[Problems to work on]
**1.** Answer these questions about the thread on Saffy the cat and her expected kittens:
(a) According to the thread's author, in what condition was the cat when acquired?
(b) What does the cat do whenever she sees someone?
(c) What color is the fourth kitten?
**2.** Continue the forum thread about Saffy the cat and her kittens, picking up after the latest post.

# Saffy (and babies when they get here)



## Titch1980 (Mar 6, 2006)

this cat seems to have been ready to pop for ages, just had the idea to do a photo album on facebook to show her progress and theres once they are born so thought i may aswell do it here also.
here she is a couple of weeks ago(i think you can just about make her belly out on these)



























and these were today (but i dont think these show her belly as well)


----------



## adamntitch (Jun 17, 2007)

nice cat where the kittens planned or mistake


----------



## Titch1980 (Mar 6, 2006)

they were an accident i got her as spayed.


----------



## ami_j (Jan 6, 2007)

awww what a lovely cat


----------



## Titch1980 (Mar 6, 2006)

she is and sooooo loving, i have never known a cat like her. she licks your nose, chin and cheeks whenever she see's you and then jumps onto you for cuddles. 
i havent forgotten about his thread just havent posted as she is STILL fat, lol 
babies are moving, belly feeling tight today maybe contractions or maybe its just wishful thinking.


----------



## Titch1980 (Mar 6, 2006)

She's in labour, woohooo


----------



## Emmaj (Dec 3, 2007)

Ooooooooooo cool rach keep us updated :flrt:


----------



## elle1331 (Mar 19, 2007)

rach1980 said:


> She's in labour, woohooo


ohh good luck to mummy cat xxx 
and remember piccys please :flrt:


----------



## Titch1980 (Mar 6, 2006)

2 so far, a little tabby and ginger just like her and a little ginger one


----------



## Emmaj (Dec 3, 2007)

Ooooo bless her cant wait to see pics :flrt:


----------



## Titch1980 (Mar 6, 2006)

resting now and i dont wonder 2 came so quickly, lol
i expected to wait at least half an hour between


----------



## Titch1980 (Mar 6, 2006)




----------



## Titch1980 (Mar 6, 2006)

number 3 just came another dark one, although now number 1 is drying out im thinking more tortie than tabby


----------



## Esarosa (Jul 13, 2007)

wow mummy cat is stunning! good luck with the kittys


----------



## Titch1980 (Mar 6, 2006)

number 4 another ginger, but is there anymore to come??????????

[Position identification records]
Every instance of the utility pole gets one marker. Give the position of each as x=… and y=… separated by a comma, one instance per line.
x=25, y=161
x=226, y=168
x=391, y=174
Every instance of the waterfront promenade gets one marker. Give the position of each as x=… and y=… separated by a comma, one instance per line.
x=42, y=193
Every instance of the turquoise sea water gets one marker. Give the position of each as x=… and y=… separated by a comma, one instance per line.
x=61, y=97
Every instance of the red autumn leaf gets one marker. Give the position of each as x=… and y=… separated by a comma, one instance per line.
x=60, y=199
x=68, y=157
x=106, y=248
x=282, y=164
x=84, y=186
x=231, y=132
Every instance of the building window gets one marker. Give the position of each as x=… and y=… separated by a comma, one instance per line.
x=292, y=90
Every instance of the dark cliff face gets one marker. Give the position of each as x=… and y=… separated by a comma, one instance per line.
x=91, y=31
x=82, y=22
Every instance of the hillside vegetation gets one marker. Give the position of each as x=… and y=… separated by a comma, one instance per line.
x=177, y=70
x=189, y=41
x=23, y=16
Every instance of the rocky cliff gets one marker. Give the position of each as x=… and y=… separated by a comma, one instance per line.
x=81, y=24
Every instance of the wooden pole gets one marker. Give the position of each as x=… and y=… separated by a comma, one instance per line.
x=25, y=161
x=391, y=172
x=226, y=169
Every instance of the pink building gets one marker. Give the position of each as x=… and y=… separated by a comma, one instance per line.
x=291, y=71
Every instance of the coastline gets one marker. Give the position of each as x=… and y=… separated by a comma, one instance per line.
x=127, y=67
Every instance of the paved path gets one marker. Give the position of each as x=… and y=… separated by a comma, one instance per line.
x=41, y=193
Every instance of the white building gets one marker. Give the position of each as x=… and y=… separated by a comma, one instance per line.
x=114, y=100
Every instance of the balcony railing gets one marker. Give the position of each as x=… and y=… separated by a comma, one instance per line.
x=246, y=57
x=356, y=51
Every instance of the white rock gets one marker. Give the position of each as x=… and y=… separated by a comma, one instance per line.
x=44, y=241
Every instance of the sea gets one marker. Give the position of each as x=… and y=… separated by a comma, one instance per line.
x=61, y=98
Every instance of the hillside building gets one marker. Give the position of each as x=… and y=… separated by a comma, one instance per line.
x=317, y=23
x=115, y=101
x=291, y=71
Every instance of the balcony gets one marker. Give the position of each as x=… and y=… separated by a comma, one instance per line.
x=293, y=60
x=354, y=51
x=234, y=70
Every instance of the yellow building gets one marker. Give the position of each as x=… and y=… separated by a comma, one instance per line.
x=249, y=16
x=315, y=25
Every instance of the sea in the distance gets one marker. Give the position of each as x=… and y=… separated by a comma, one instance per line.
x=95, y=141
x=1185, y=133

[Answer list]
**1.**
(a) The cat was acquired as spayed, so the kittens were an accident.
(b) She licks the person's nose, chin and cheeks, then jumps onto them for cuddles.
(c) The fourth kitten is ginger.

**2.**
----------



## Titch1980 (Mar 6, 2006)

now they have dried a bit num 1 tortie, 2ginger, 3 tabby, 4 ginger


----------



## elle1331 (Mar 19, 2007)

awwww they are beautiful


----------



## Pliskens_Chains (Jun 8, 2008)

awww congrats!!!
good luck with them all i hope queen and babies are doing well.


----------



## XoxOriptideOxoX (Jul 11, 2008)

Bless there little cotton socks :flrt::flrt: kittens are so cute


----------



## Titch1980 (Mar 6, 2006)

just uploading some more pics to facebook if its poss i will post the link here afterwards as i need to get kids ready and to school


----------



## Titch1980 (Mar 6, 2006)

this is the link to her album 
http://www.new.facebook.com/album.php?aid=32360&id=516305899&saved#/album.php?aid=32360&id=516305899
i will add the pics to here later though.


----------



## feorag (Jul 31, 2007)

Congratulations Rach and Saffy!

I don't use Facebook, so please put some more pictures on RFUK as the kittens grow?? Please??


----------



## xPrincessx (May 7, 2007)

i remember when my kitty had kittens she had 6 in total, but she has 2 and then left it an hour before she has another 2, and then another 45min before the other 2.
we thought she was never going to stop!!

kittens are at the best age when they are just learning to walk, they will defo keep you on your feet!!

oh and they are all stunning, mummy cat reminds me of a stray i used to feed, i called her milly...1 day she was there the next she wasnt 
xxxx


----------



## Titch1980 (Mar 6, 2006)

feorag said:


> Congratulations Rach and Saffy!
> 
> I don't use Facebook, so please put some more pictures on RFUK as the kittens grow?? Please??


of course i will, i had come online around 6-ish (i think it was) as i saw her back was doing as you had said in the pm you sent, i wanted to make sure it was definately that but you werent online.
but i will definately be posting pics.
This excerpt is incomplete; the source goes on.